### MATERIAL FOR THE TASK ###

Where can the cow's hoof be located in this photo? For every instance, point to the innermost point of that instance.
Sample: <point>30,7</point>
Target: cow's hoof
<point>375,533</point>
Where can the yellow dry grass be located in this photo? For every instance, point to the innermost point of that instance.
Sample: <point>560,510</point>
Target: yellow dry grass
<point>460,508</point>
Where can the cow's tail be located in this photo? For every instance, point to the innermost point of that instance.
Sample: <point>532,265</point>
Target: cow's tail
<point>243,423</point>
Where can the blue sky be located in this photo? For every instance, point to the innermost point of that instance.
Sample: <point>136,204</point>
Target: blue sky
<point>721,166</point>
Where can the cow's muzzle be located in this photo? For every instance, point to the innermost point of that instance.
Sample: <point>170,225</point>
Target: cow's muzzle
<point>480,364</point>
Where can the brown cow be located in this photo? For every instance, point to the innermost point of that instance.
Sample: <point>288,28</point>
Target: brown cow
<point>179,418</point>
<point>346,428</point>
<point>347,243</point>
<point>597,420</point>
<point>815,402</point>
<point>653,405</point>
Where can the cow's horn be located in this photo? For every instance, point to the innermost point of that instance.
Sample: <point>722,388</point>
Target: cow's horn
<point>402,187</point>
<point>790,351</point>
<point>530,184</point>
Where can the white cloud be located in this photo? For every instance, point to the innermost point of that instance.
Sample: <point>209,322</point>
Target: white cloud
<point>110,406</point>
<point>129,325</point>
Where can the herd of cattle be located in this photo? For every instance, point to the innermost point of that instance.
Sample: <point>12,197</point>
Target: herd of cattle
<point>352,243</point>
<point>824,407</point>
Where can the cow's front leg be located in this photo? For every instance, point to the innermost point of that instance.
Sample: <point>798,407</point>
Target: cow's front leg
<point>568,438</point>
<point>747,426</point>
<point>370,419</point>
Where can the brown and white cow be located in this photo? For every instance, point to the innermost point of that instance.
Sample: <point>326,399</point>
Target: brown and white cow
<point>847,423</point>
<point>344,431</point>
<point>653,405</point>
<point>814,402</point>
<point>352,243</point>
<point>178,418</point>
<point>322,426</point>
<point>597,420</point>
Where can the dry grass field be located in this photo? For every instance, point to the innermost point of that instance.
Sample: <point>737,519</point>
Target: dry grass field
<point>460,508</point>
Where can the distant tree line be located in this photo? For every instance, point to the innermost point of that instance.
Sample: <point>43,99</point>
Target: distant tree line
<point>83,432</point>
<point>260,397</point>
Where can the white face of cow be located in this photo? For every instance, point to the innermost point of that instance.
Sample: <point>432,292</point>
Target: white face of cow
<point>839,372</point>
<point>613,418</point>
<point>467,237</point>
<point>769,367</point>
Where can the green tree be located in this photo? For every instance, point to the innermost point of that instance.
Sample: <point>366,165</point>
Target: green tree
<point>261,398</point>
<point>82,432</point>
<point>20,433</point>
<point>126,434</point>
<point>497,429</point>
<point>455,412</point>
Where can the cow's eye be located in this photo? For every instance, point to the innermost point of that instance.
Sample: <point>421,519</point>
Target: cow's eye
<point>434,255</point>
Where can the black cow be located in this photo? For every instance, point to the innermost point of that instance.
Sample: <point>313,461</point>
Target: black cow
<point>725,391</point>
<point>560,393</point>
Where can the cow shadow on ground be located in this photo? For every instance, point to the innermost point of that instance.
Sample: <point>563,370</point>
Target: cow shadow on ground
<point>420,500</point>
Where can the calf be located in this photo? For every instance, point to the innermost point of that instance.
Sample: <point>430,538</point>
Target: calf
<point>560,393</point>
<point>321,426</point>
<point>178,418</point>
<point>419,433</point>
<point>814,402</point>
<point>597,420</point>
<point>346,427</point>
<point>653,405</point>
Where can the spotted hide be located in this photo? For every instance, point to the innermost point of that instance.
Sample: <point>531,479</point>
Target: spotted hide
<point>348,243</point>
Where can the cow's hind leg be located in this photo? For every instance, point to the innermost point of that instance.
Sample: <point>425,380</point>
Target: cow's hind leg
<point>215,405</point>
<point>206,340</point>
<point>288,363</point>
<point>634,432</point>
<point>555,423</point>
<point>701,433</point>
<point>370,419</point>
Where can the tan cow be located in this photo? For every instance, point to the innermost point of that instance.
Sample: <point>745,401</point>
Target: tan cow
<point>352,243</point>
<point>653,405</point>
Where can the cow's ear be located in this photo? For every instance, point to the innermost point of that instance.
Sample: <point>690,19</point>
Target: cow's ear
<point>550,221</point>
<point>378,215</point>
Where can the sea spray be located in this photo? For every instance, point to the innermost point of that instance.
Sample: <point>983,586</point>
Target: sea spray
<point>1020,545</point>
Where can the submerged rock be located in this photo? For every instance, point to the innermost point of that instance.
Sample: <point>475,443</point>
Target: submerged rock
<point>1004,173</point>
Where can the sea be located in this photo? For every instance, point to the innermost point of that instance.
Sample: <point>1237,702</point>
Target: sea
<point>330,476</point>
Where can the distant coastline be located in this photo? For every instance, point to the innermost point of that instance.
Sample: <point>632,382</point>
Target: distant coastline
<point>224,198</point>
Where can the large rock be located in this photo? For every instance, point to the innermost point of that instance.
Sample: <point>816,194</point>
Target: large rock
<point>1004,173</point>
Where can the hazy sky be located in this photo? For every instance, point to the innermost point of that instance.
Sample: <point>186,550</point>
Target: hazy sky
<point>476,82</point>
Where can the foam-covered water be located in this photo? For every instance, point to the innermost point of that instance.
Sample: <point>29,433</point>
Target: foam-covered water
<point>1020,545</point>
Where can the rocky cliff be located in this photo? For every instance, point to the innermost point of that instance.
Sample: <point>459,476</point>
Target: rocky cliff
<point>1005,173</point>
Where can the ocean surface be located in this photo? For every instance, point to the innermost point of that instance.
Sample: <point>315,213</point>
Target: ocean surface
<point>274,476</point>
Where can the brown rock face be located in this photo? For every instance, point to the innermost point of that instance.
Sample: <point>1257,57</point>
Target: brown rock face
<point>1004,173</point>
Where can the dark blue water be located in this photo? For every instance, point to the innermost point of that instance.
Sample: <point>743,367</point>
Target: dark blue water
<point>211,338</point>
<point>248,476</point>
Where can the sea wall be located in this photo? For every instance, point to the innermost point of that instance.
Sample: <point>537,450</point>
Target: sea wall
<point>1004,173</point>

###

TASK OBJECTIVE: Copy all the entries exactly.

SOLUTION TO THIS TASK:
Where can the cow's hoof be located in this photo? For every instance, point to the innermost point of that instance.
Sample: <point>30,7</point>
Target: cow's hoof
<point>375,533</point>
Where can the yellow dry grass be located in this photo? For every instance, point to the innermost point of that instance.
Sample: <point>560,510</point>
Target: yellow dry grass
<point>460,508</point>
Where can the cow's tail be located in this photo? For every instance, point to the innermost point of that instance.
Sample: <point>532,265</point>
Target: cow's tail
<point>243,423</point>
Where can the blue sky be located in this photo? For every instance, point to the innermost point of that instance.
Sample: <point>136,204</point>
Target: blue sky
<point>721,166</point>
Where can the cow's muzzle be located in this photo? For every instance, point to the innermost point of that instance.
Sample: <point>170,225</point>
Target: cow's muzzle
<point>480,364</point>
Where can the brown cow be located in this photo? For every instance, point to the innermost point of that instance.
Sample: <point>288,28</point>
Target: brown cow
<point>179,418</point>
<point>346,428</point>
<point>347,243</point>
<point>597,420</point>
<point>815,402</point>
<point>653,405</point>
Where can the cow's horn be located in this photo? For every instance, point to the innermost point of that instance.
Sample: <point>722,388</point>
Target: cow's horn
<point>402,187</point>
<point>790,351</point>
<point>530,184</point>
Where can the white cloud be located in this photo? For every instance, point to the innermost point of that instance.
Sample: <point>209,322</point>
Target: white cloud
<point>110,406</point>
<point>129,325</point>
Where can the herd of cattle be located in this photo? For every instance, point to the innermost point of that instance.
Sample: <point>12,197</point>
Target: herd of cattle
<point>352,243</point>
<point>824,407</point>
Where can the cow's front leg be located in this photo? For every instance, point to the innermost point of that instance.
Sample: <point>798,407</point>
Target: cow's front leg
<point>568,438</point>
<point>747,426</point>
<point>370,419</point>
Where can the brown and white cow be located in this photo? For every instance, point to the innermost point of that instance.
Sample: <point>326,399</point>
Target: brown and white cow
<point>847,423</point>
<point>344,431</point>
<point>653,405</point>
<point>814,402</point>
<point>352,243</point>
<point>178,418</point>
<point>322,426</point>
<point>597,420</point>
Where can the dry grass field be located in this photo? For every instance, point to the innermost point of that instance.
Sample: <point>737,519</point>
Target: dry grass field
<point>460,508</point>
Where can the distant tree line be located in this photo? For every instance, point to the innermost point of that instance.
Sample: <point>43,99</point>
Target: distant tree line
<point>83,432</point>
<point>260,397</point>
Where can the white face of cow be located in this photo? For every instance, point to the innermost point of that instance.
Sample: <point>432,292</point>
Target: white face of cow
<point>839,372</point>
<point>613,418</point>
<point>467,237</point>
<point>769,367</point>
Where can the green tree be located in this photo? For every instance, point to the innermost point of that instance.
Sample: <point>366,165</point>
Target: green tree
<point>261,398</point>
<point>82,432</point>
<point>20,433</point>
<point>126,434</point>
<point>497,429</point>
<point>455,412</point>
Where can the cow's eye be located in this photo? For every instance, point to the innermost point of that instance.
Sample: <point>421,519</point>
Target: cow's eye
<point>434,255</point>
Where can the black cow be located in this photo? For every instance, point to the innermost point of that instance.
Sample: <point>313,461</point>
Target: black cow
<point>725,391</point>
<point>560,393</point>
Where can the cow shadow on ground be located in this photo? For every instance, point to the innermost point of that instance.
Sample: <point>563,370</point>
Target: cow shadow on ground
<point>420,500</point>
Where can the calf be located in this photo? For every instance, point to the innermost point of that instance.
Sample: <point>430,538</point>
Target: calf
<point>560,393</point>
<point>321,426</point>
<point>178,418</point>
<point>419,433</point>
<point>814,402</point>
<point>597,420</point>
<point>346,427</point>
<point>653,405</point>
Where can the spotted hide be located in this photo? For every instance, point to the innermost point of that instance.
Sample: <point>531,479</point>
Target: spotted hide
<point>348,243</point>
Where can the cow's hind leg be located in this photo? For every instance, point to the innermost point of that instance.
Sample: <point>425,380</point>
Target: cow's hind leg
<point>215,405</point>
<point>206,340</point>
<point>288,363</point>
<point>634,432</point>
<point>555,423</point>
<point>701,433</point>
<point>370,419</point>
Where can the tan cow be located in this photo? For every instance, point to the innermost point of that instance.
Sample: <point>745,401</point>
Target: tan cow
<point>352,243</point>
<point>653,405</point>
Where can the cow's ear be located in this photo? For every instance, point to the innermost point of that instance.
Sample: <point>690,19</point>
Target: cow's ear
<point>550,221</point>
<point>378,215</point>
Where can the sea spray be located in this photo? For every instance, point to the innermost point of that instance.
Sample: <point>983,586</point>
Target: sea spray
<point>1020,545</point>
Where can the submerged rock be located in this photo? For every instance, point to the innermost point of that instance.
Sample: <point>475,443</point>
Target: submerged rock
<point>1004,173</point>
Where can the sea be located in this photo? For every instance, point to the innermost point of that instance.
Sample: <point>1237,702</point>
Target: sea
<point>330,476</point>
Where can the distant coastline be located in this photo? For every instance, point to the innermost point of that instance.
Sample: <point>632,382</point>
Target: distant coastline
<point>224,198</point>
Where can the large rock be located in this photo? For every instance, point to the innermost point of that instance.
Sample: <point>816,194</point>
Target: large rock
<point>1004,173</point>
Where can the hazy sky be located in this photo? For every instance, point to the innermost point of that instance.
Sample: <point>186,550</point>
Target: hazy sky
<point>476,82</point>
Where can the foam-covered water be located in this photo? For every instance, point to the innermost point of that instance.
Sample: <point>29,433</point>
Target: foam-covered water
<point>1020,545</point>
Where can the rocky cliff be located in this photo? For every instance, point to the innermost point of that instance.
Sample: <point>459,476</point>
Target: rocky cliff
<point>1005,173</point>
Where can the ocean surface be located in this photo? For every instance, point to the innermost point of that instance.
Sample: <point>315,213</point>
Target: ocean surface
<point>274,476</point>
Where can the brown rock face be located in this photo? For every instance, point to the innermost point of that instance.
Sample: <point>1257,57</point>
Target: brown rock face
<point>1004,173</point>
Where can the dark blue water be located in this photo? For every instance, point to the innermost point of that instance.
Sample: <point>743,367</point>
Target: dark blue water
<point>211,338</point>
<point>248,476</point>
Where can the sea wall be located in this photo? For every instance, point to the innermost point of that instance.
Sample: <point>537,450</point>
Target: sea wall
<point>1004,173</point>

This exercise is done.